### Excerpt
┏━━
Question

$CsCl$ crystallises in body centred cubic lattice. If '$a$' is its edge length, then which of the following expressions is correct?

• A. $r_{C{s}^{+}}+r_{C{l}^{-}}=3a$
• B. $r_{C{s}^{+}}+r_{C{l}^{-}}=\frac{3a}{2}$
• C. $r_{C{s}^{+}}+r_{C{l}^{-}}=\frac{\sqrt{3}}{2}a$
• D. $r_{C{s}^{+}}+r_{C{l}^{-}}=\sqrt{3}a$

Answer 1

Answer: (C)

In $CsCl,C{l}^{-}$lies at corners of simple cube and $C{s}^{+}$at the body centre. Hence, along the body diagonal, $C{s}^{+}$and $C{l}^{-}$touch each other so
$r_{C{s}^{+}}+r_{C{l}^{-}}=2r$
Calculation of $r$ In $\Delta EDF$,

Body centred cubic unit cell
$FD=b=\sqrt{a^2+a^2}=\sqrt{2}a$
In $△AFD$,
$c^2=a^2+b^2=a^2+(\sqrt{2}a{)}^2=a^2+2a^2$
$c^2=3a^2$
$c=\sqrt{3}a$
As $△AFD$ is an equilateral triangle.
$\therefore \sqrt{3}a=4r$
$[\because C=3r+r+r]$
$\Rightarrow r=\frac{\sqrt{3}a}{4}$
Hence, $r_{Cs}+r_{Cl}{}^{-}=2r=2\times \frac{\sqrt{3}}{4}a=\frac{\sqrt{3}}{2}a$
┗━━
### Provided material
┏━━
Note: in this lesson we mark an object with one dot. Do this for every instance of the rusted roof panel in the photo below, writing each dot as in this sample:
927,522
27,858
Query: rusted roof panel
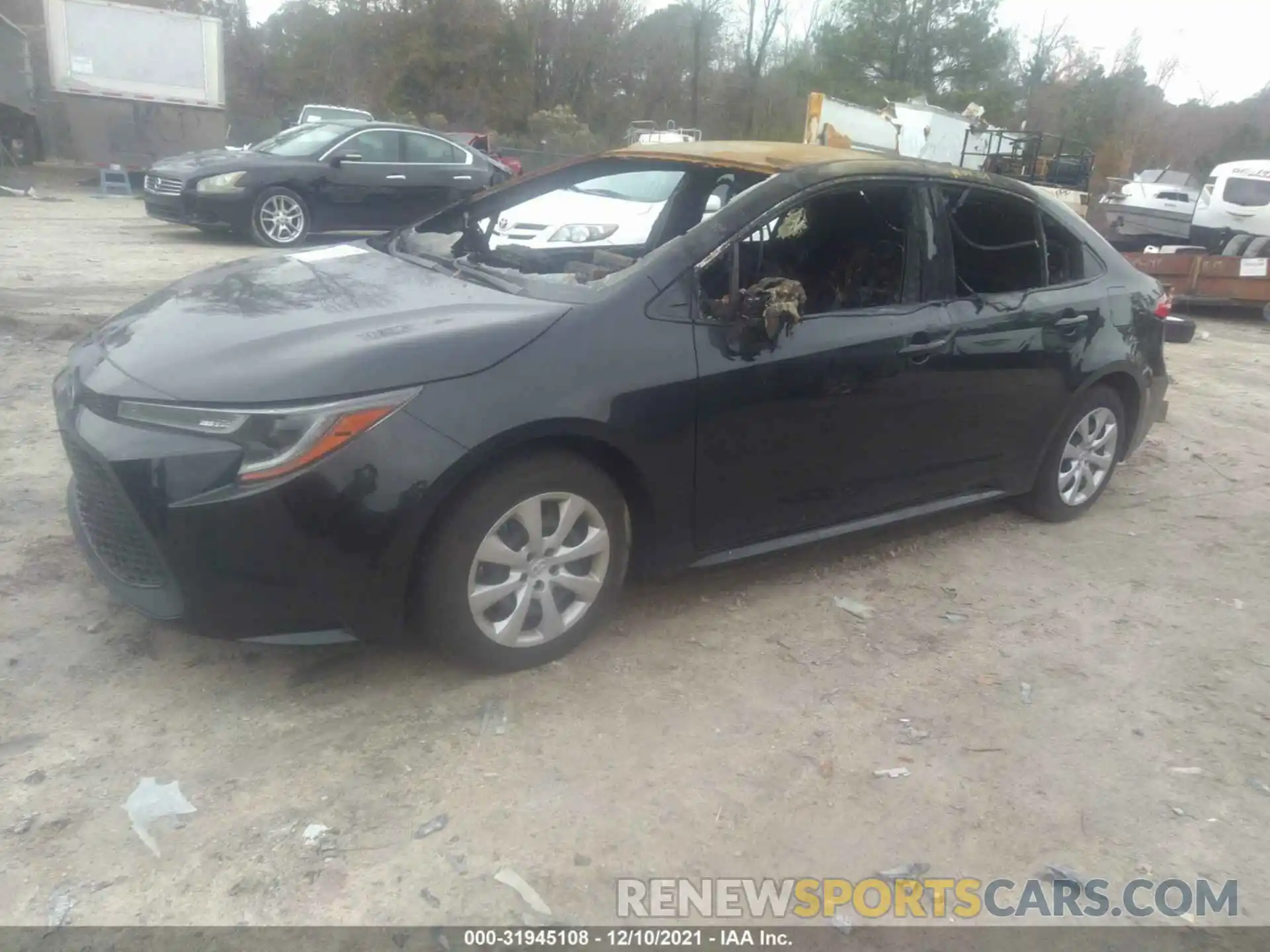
753,157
┗━━
### Given request A
In the CsCl problem, where do the chloride ions lie in the cesium chloride structure?
### Given request B
Return the part of the CsCl problem from "Answer: (C)" up to and including "an equilateral triangle.", copied without any change.

### Written answer A
At the corners of a simple cube.

### Written answer B
Answer: (C)

In $CsCl,C{l}^{-}$lies at corners of simple cube and $C{s}^{+}$at the body centre. Hence, along the body diagonal, $C{s}^{+}$and $C{l}^{-}$touch each other so
$r_{C{s}^{+}}+r_{C{l}^{-}}=2r$
Calculation of $r$ In $\Delta EDF$,

Body centred cubic unit cell
$FD=b=\sqrt{a^2+a^2}=\sqrt{2}a$
In $△AFD$,
$c^2=a^2+b^2=a^2+(\sqrt{2}a{)}^2=a^2+2a^2$
$c^2=3a^2$
$c=\sqrt{3}a$
As $△AFD$ is an equilateral triangle.